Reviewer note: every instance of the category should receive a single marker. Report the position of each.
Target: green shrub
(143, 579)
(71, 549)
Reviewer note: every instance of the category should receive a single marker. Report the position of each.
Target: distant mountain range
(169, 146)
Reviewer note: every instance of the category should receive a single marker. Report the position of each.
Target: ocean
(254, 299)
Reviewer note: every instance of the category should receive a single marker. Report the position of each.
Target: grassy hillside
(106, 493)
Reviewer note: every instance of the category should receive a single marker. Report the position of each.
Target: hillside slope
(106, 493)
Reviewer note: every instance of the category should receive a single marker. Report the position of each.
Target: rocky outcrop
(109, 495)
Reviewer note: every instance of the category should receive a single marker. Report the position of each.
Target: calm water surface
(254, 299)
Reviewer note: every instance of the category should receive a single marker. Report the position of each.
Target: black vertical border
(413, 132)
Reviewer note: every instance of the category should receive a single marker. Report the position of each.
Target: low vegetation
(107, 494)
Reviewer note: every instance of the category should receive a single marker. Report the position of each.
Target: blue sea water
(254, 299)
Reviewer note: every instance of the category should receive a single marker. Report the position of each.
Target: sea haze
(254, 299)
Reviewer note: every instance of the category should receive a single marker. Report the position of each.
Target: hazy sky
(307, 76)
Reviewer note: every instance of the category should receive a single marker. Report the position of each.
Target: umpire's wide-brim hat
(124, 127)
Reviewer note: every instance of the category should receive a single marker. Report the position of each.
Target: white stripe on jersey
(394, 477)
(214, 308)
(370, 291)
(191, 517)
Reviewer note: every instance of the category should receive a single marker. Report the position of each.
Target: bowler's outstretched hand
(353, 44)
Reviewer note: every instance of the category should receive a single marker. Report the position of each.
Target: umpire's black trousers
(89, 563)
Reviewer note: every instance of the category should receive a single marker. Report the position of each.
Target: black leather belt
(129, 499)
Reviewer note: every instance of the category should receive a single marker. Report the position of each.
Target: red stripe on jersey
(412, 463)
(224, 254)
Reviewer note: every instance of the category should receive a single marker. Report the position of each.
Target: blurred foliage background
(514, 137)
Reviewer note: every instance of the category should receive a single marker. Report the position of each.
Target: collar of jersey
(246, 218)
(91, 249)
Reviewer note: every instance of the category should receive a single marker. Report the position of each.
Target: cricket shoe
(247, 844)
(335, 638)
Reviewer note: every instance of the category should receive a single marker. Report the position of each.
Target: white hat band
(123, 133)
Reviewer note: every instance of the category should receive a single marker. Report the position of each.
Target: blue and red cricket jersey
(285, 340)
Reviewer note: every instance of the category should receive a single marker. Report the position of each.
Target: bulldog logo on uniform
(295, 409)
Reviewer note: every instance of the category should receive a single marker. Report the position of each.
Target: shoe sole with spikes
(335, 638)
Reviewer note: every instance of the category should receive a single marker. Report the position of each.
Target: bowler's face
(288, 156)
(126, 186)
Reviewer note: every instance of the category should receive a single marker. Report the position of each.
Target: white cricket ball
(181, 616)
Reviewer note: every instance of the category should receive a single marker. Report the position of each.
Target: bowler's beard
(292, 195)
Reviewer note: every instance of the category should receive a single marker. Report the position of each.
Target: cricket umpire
....
# [Task]
Every entry must be quoted exactly as it appears above.

# [Written response]
Reviewer note: every instance of the category should receive a single marker. Report the position of each.
Target: green shrub
(143, 579)
(71, 549)
Reviewer note: every instance of the category should receive a single marker. Report the position of each.
Target: distant mountain range
(169, 146)
Reviewer note: every instance of the category should receive a single marker. Report the position of each.
Target: ocean
(254, 299)
Reviewer note: every instance of the category should receive a single marker. Report the position of each.
Target: grassy hillside
(106, 493)
Reviewer note: every instance of the category should receive a single marker. Report the position of each.
Target: hillside slope
(106, 493)
Reviewer note: every instance of the category should receive a single marker. Report the position of each.
Target: rocky outcrop
(109, 495)
Reviewer note: every instance of the category should receive a single marker. Report the position of each.
Target: calm water surface
(254, 299)
Reviewer note: every instance of the category should receive a single marker. Report the position of each.
Target: black vertical border
(413, 132)
Reviewer note: every instance of the category should receive a single marker. Report the position of each.
Target: low vegetation
(107, 494)
Reviewer note: every instance of the category should receive a single marker. Report the position of each.
Target: blue sea water
(254, 299)
Reviewer note: every instance of the category should receive a single marker. Report the position of each.
Target: sea haze
(254, 299)
Reviewer note: every instance of the category should receive a single marker. Report the position of each.
Target: hazy sky
(307, 76)
Reviewer note: every instance of the category should receive a single marker. Report the position of each.
Target: umpire's wide-brim hat
(124, 127)
Reviewer note: every instance of the category should receive a single marker. Report the position of each.
Target: white stripe on jersey
(394, 477)
(214, 308)
(370, 291)
(191, 517)
Reviewer note: every instance of the category should receive a single marker. Report the position of each.
Target: bowler's outstretched hand
(353, 44)
Reviewer note: every instance of the category should receive a single marker. Report the position of each.
Target: umpire's black trousers
(89, 563)
Reviewer note: every instance of the category should receive a single marker. Report the position of each.
Target: black leather belt
(129, 499)
Reviewer note: every instance of the category should receive a single marker. Report the position of each.
Target: red stripe on jersey
(412, 463)
(224, 254)
Reviewer note: every instance of the category should receive a single marker. Report the position of each.
Target: blurred foliage background
(514, 137)
Reviewer note: every instance of the category should receive a single marker. Report the position of each.
Target: collar of jersey
(246, 218)
(91, 249)
Reviewer note: every instance of the category should receive a single marker. Report the position of each.
Target: cricket shoe
(247, 844)
(335, 638)
Reviewer note: every instance of the category should receive a single marker. Report the position of each.
Target: white hat band
(123, 133)
Reviewer note: every instance of the category should receive a single marker. Report the position of each.
Target: blue and red cricket jersey
(285, 340)
Reviewer note: every instance of the category should receive a single marker. Report the position of each.
Target: bulldog logo on uniform
(295, 409)
Reviewer note: every instance of the category should receive a single marker. Report the position of each.
Target: shoe sole with spikes
(335, 638)
Reviewer note: every instance of the category should receive a single marker. Report the position of each.
Target: bowler's face
(288, 156)
(126, 186)
Reviewer note: every instance of the category should receive a single marker. Report the position of each.
Target: white cricket ball
(181, 616)
Reviewer note: every instance of the category should receive a single marker. Report the position of each.
Target: bowler's beard
(292, 195)
Reviewer note: every instance of the category should receive a single marker. Report the position of each.
Target: cricket umpire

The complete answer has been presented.